PAGE TEXT:
┌────────

Specific description of where the research took place. 

The location of sites is within a Northeastern state in a small urban center and its outlying areas. 
The participating Head Start program was recruited by the intervention program to include all 
sites and classes across the local service area. 

Population/Participants/Subj ects : 

Description of participants in the study: who (or what) how many, key features (or characteristics). 

Participants were local ECEs in a Head Start Program serving low-income children and their 
fa mi lies from high poverty, culturally diverse communities. There were a total of 84 classrooms 
in the original proposed three-year study: 20 classrooms were to be included in the fidelity 
cohort and the remaining 64 classrooms in the main cohort. Refer to Figures 1-4 in Appendix B 
for more information on participants included in the fidelity cohort and the originally planned 
three-year design (sample, data collection, etc.). 

Intervention/Program/Practice : 

Specific description of the intervention, including what it was, how it was administered, and its duration. 

The organization’s program model had three primary objectives: (1) provide a research-based 
professional development intervention to ECEs with a level of depth, dosage, and duration 
needed to transform teaching practice in the areas of literacy and curriculum and assessment; (2) 
change the school readiness status and developmental trajectory of children as evidenced by their 
performance on formal school readiness assessments taken during the kindergarten year; and (3) 
close ethnic and racial gaps in school readiness by increasing the capacity of culturally and 
linguistically isolated ECEs who serve children from high need communities. The intervention 
combined elements of other successful programs and curriculum such as the HeadsUp! Reading 
known as the HUR program (The National Head Start Association, & The Council for 
Professional Recognition, 2004) and the Opening the World of Learning or OWL program and 
curriculum (Schickedanz & Dickinson, 2004). These elements were used to create a local 
research-based early language and literacy professional development intervention primarily 
consisting of two courses: An established training program and curriculum course; and a course 
developed to support curriculum implementation. In addition, mentoring support and other 
program-sponsored opportunities were provided (e.g., leadership training, clubs for peer- 
collaboration). The HUR course component was to be implemented followed by the Early 
Literacy Curriculum course (ELC) which was based on the OWL program and curriculum.

└────────

RECORDED INFORMATION:
┌────────

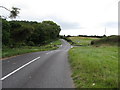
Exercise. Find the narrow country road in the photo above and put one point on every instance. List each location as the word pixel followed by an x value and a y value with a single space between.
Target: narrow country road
pixel 46 69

└────────

SET OF TASKS:
(A) In the Head Start study text, how many classrooms were meant to be in the main cohort?
(B) Pick up the Head Start study text right after its final sentence and write the next part.
You won't need the listing for anything here.

RESULTS OF THE EXERCISE:
(A) 64 classrooms.

(B)
While each course was provided over a shorter period of time, the content was to remain 
unchanged. Participants in the fidelity cohort were to receive 37.5 hours of HUR, 37.5 hours of 
ELC, and 30 hours of program mentoring. 

Research Design: 

Description of research design (e.g., qualitative case study, quasi-experimented design, secondary analysis, analytic 
essay, randomized field trial).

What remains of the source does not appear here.